AIM:
Find every line in the listing below that contains the word "white" and copy each of those lines in full.

== == ==

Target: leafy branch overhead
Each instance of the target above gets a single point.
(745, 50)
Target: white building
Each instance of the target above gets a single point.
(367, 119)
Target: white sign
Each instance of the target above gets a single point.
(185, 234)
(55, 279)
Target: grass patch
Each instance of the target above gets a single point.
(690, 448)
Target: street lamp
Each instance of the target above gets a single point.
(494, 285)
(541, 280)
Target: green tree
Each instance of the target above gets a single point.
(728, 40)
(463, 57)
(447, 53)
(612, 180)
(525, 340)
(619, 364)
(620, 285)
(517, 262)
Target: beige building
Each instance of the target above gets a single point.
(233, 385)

== == ==

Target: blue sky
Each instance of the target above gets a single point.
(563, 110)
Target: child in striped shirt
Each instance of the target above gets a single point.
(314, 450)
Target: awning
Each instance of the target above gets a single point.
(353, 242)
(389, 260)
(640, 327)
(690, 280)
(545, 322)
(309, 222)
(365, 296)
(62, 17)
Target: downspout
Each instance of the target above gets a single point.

== == ==

FULL OUTPUT:
Target: white building
Target: white sign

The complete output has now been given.